» REQUEST: Please rewrite the lines from the one containing "the black floppy" through the last line, inclusive, keeping every request and shifting each box coordinate in the answers up by 54. Leave the sample coordinates inside the requests as they are.

» TASK INPUTS:
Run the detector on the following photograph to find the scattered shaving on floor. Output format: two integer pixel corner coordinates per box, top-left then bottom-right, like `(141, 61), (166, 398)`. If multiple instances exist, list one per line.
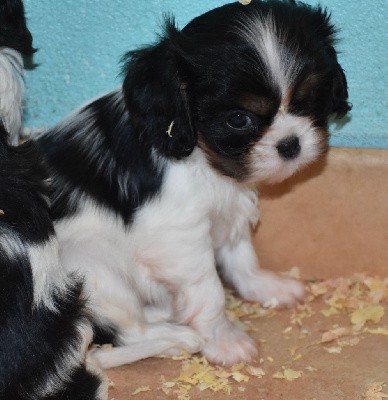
(364, 382), (388, 400)
(122, 268), (388, 400)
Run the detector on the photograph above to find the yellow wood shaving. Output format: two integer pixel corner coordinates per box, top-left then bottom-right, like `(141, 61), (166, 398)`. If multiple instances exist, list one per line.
(321, 328), (351, 343)
(366, 326), (388, 336)
(350, 305), (384, 327)
(364, 382), (388, 400)
(245, 365), (265, 378)
(272, 368), (302, 382)
(324, 346), (342, 354)
(132, 385), (151, 396)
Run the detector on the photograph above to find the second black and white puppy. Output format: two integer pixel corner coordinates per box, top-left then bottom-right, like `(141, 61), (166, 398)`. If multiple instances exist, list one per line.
(38, 0), (349, 367)
(0, 123), (108, 400)
(0, 0), (35, 145)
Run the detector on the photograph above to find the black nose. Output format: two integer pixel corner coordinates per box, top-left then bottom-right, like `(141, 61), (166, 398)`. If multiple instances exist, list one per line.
(276, 135), (300, 160)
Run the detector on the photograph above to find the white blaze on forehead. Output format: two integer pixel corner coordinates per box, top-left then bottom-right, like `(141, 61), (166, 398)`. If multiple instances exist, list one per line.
(238, 13), (303, 99)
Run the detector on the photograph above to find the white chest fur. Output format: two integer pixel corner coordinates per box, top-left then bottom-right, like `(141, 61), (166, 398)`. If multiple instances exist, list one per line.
(55, 149), (258, 318)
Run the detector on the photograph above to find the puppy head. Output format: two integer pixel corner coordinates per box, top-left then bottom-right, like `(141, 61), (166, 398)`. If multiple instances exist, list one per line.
(124, 1), (350, 182)
(0, 0), (35, 56)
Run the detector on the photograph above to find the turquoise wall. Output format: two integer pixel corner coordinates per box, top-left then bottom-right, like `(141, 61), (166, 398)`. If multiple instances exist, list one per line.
(25, 0), (388, 148)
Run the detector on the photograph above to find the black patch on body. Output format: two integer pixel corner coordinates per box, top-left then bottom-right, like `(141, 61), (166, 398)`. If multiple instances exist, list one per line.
(0, 124), (100, 400)
(38, 92), (167, 223)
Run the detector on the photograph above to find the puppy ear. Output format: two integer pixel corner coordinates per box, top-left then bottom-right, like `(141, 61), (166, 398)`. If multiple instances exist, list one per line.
(123, 19), (197, 159)
(331, 63), (352, 118)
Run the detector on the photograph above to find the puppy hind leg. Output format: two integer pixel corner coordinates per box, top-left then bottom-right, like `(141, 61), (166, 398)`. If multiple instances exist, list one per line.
(88, 323), (204, 369)
(217, 234), (304, 307)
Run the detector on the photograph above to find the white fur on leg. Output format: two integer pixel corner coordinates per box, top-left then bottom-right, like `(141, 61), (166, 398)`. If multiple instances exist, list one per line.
(0, 47), (24, 145)
(217, 228), (304, 307)
(88, 323), (204, 369)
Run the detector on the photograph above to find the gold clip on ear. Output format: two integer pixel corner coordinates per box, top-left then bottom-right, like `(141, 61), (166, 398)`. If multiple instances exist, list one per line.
(166, 121), (175, 137)
(279, 105), (287, 115)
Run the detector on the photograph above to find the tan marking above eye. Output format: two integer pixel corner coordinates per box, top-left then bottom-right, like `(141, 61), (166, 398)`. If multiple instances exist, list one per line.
(240, 94), (279, 117)
(290, 74), (321, 100)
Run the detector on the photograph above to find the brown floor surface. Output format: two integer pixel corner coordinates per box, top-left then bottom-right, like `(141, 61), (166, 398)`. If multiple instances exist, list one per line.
(107, 150), (388, 400)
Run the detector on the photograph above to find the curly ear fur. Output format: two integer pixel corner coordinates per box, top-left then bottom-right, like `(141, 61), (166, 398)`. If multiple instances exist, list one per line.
(123, 20), (197, 159)
(332, 63), (352, 118)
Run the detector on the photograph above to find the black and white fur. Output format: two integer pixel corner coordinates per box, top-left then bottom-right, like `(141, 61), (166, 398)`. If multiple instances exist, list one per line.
(38, 0), (349, 367)
(0, 0), (35, 145)
(0, 125), (107, 400)
(0, 1), (107, 400)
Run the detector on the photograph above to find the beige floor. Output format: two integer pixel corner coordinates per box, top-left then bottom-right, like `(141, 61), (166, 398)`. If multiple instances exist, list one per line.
(108, 149), (388, 400)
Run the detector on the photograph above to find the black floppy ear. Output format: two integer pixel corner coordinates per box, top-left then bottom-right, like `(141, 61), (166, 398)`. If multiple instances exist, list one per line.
(331, 62), (352, 118)
(123, 20), (197, 159)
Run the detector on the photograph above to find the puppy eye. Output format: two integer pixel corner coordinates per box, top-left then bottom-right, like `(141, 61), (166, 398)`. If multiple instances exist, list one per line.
(226, 113), (253, 129)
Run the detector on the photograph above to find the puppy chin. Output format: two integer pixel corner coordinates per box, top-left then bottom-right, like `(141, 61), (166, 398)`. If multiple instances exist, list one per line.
(247, 114), (328, 183)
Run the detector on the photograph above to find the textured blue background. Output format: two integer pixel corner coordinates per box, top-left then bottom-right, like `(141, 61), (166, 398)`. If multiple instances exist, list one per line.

» COMPLETE OUTPUT:
Run the detector on the photograph above to find the black floppy ear. Output format: two integer pixel corner coordinates per box, top-left then bottom-right, like `(141, 61), (166, 398)`. If multiple instances exist, list one per line.
(385, 116), (406, 172)
(177, 74), (251, 213)
Run the detector on the photograph above to find the puppy eye. Output format: two integer pixel corner coordinates per box, top-left then bottom-right, like `(141, 61), (166, 398)`. If multiple instances exist, list one per line.
(280, 167), (307, 183)
Run the detector on the photograph above to find the puppy chin. Output format: two integer pixel corner coordinates per box, top-left then bottom-right, like `(141, 61), (166, 398)`. If multiple instances exist, list one per line.
(301, 168), (382, 237)
Run the detector on the photograph above to find the textured blue background. Output format: two integer pixel corner coordinates per box, top-left then bottom-right, like `(141, 61), (166, 398)`. If multiple instances exist, list one per line.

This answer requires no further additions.